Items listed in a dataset
+ + +

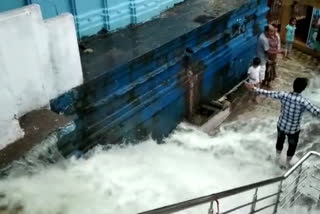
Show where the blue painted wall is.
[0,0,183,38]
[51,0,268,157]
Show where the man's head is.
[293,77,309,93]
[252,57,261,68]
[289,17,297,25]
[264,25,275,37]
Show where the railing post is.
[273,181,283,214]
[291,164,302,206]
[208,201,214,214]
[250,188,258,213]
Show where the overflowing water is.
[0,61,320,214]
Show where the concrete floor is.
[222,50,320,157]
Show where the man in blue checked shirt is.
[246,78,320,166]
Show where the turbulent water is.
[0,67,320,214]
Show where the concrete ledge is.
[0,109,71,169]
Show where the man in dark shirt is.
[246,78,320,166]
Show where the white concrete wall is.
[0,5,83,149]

+ + +

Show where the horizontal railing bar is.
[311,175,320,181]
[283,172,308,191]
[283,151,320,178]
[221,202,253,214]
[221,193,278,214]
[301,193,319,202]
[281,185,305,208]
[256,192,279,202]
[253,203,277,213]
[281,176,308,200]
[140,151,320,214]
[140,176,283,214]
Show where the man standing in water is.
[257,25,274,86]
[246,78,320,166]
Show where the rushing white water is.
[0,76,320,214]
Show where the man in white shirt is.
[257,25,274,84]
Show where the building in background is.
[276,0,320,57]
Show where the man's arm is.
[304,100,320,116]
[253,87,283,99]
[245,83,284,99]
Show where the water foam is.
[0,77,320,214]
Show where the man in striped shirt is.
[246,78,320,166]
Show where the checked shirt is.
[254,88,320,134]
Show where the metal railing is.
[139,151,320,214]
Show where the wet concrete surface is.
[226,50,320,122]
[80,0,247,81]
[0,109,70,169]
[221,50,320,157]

+ + +

Write out the lines as a JSON list of strings, one string per line with blank lines omitted, starting at the line containing "Show where the blue painted wall is." and continuing through the line containing "[0,5,83,149]". Include only those lines.

**SOLUTION TO THIS PROBLEM**
[
  "Show where the blue painted wall is.",
  "[0,0,183,38]",
  "[51,0,268,157]",
  "Show where the man's head is.",
  "[293,77,309,93]",
  "[252,57,261,68]",
  "[289,17,297,25]",
  "[264,25,275,37]",
  "Show where the railing post is.",
  "[273,181,283,214]",
  "[291,164,302,206]",
  "[208,201,214,214]",
  "[250,188,258,213]",
  "Show where the overflowing water is.",
  "[0,61,320,214]",
  "Show where the concrete floor is.",
  "[222,50,320,157]",
  "Show where the man in blue checked shirt is.",
  "[246,78,320,166]",
  "Show where the turbulent water is.",
  "[0,67,320,214]",
  "Show where the concrete ledge is.",
  "[0,109,71,169]",
  "Show where the man in dark shirt is.",
  "[246,78,320,166]",
  "Show where the white concrete wall is.",
  "[0,5,83,149]"
]